» Work request 1:
In the passage on medieval Ireland, rewrite the stretch from "The Normans built" through "craftsmen and tradespeople.", changing "craftsmen" to "artisans".
» Work request 2:
Answer these questions from the passage on medieval Ireland:
(a) Where did King John arrive in 1210?
(b) To which country did Hugh de Lacy flee?
(c) Which goods were exported?

» Passage shown:

__________________________________________________

In 1210, King John (1199-1216) arrived in Waterford with the greatest army yet seen in Ireland. His aim was to crush Hugh de Lacy and his allies, who had become too powerful. After the sieges of Dundrum and Carrickfergus castles, De Lacy fled to France, but survived to recover his lands in the next reign.
King John was instrumental in building Dublin Castle, and also had important castles built at Limerick, Carlingford and Naas. He introduced centralised secular administration to Ireland, together with a full coinage system and Common Law courts with juries. His edict that English law should apply in Ireland made a principle out of an already emerging fact, since the settlers tended to carry their feudal law and customs with them.
Trim Castle (Co. Meath).
The Normans built castles, motes and manors wherever they settled, and new towns grew up around these. Town dwellers of a variety of backgrounds, including Viking, Norman, English, Welsh, French and Flemish, freely intermarried with the natives and adopted Irish customs. The growth of towns and cities led to the flourishing of trade and commerce. Wool, livestock, hides, cloth, wine and food were all traded between towns, and wool, hides and grain were exported. Ireland became exposed to continental culture and learning. The settlers developed their own Anglo Irish poetry. Miracle and morality plays were performed in the towns by the guilds of craftsmen and tradespeople.

__________________________________________________

» Data records:
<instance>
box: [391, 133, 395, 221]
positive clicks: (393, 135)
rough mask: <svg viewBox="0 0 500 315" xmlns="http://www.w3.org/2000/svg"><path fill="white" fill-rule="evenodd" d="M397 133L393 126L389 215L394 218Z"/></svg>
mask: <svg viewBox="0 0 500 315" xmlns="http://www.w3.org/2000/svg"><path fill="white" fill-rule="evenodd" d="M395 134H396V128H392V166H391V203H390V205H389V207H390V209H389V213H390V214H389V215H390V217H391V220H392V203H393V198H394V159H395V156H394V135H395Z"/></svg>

__________________________________________________

» Expected answer 1:
The Normans built castles, motes and manors wherever they settled, and new towns grew up around these. Town dwellers of a variety of backgrounds, including Viking, Norman, English, Welsh, French and Flemish, freely intermarried with the natives and adopted Irish customs. The growth of towns and cities led to the flourishing of trade and commerce. Wool, livestock, hides, cloth, wine and food were all traded between towns, and wool, hides and grain were exported. Ireland became exposed to continental culture and learning. The settlers developed their own Anglo Irish poetry. Miracle and morality plays were performed in the towns by the guilds of artisans and tradespeople.

» Expected answer 2:
(a) Waterford
(b) France
(c) Wool, hides and grain